#### SOURCE DOCUMENT
Publication Date: Spring 1997
CNYC's annual Cooperative Housing
Conference, held each autumn on a Sunday, is New York's most
comprehensive source of cooperative and condominium information
and education. With product exhibits to visit from early in
the morning, a video theater showing Co-op
Roundtable throughout the day, and dozens of workshops
and seminars, the Conference brings together hundreds of CNYC
members for a day of learning and sharing.
The 17th Annual Cooperative Housing
Conference will be held on Sunday, November 16, 1997 (see
Coming Events). This Website,
as well as the summer issue of the CNYC Newsletter,
will include a brochure featuring the full line-up of workshop
offerings.
Reviewed below are two presentations
from the 16th annual Cooperative Housing Conference: Improving
Your Building's Bankability and Creating
Rules that Work.

#### SHORT EXERCISE 1
Using the conference notice above, decide whether each statement agrees with it: (a) The conference is held each autumn on a Saturday. (b) The 17th Annual Cooperative Housing Conference will take place on November 16, 1997. (c) The video theater shows Co-op Roundtable only in the morning. Answer yes or no for each and quote the words of the notice that decide it.

#### DATASET RECORDS
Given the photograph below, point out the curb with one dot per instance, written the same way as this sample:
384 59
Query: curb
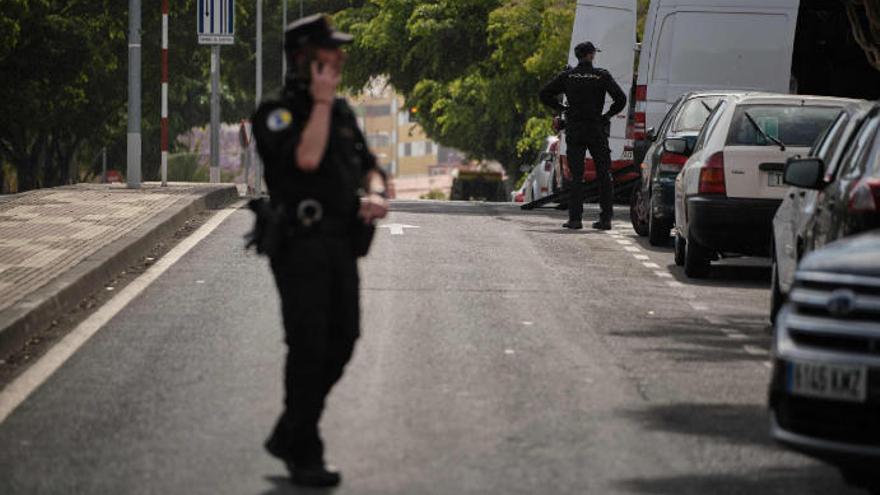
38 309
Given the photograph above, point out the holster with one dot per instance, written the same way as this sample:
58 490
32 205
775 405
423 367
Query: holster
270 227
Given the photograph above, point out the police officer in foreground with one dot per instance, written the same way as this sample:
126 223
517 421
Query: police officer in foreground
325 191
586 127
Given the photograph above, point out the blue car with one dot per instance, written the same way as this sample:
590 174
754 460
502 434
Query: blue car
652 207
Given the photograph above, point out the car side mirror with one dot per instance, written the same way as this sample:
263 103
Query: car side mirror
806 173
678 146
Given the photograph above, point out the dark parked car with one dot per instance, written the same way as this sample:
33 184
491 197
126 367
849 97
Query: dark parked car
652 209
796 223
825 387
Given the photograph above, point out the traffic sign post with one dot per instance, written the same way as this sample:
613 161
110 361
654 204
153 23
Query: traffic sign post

#### SHORT EXERCISE 2
Return every line of the records that contains the word "side".

#### WORKED ANSWER 1
(a) No: "held each autumn on a Sunday"
(b) Yes: "will be held on Sunday, November 16, 1997"
(c) No: "a video theater showing Co-op Roundtable throughout the day"

#### WORKED ANSWER 2
Given the photograph above, point out the car side mirror with one dot per instance, written the same way as this sample:
Query: car side mirror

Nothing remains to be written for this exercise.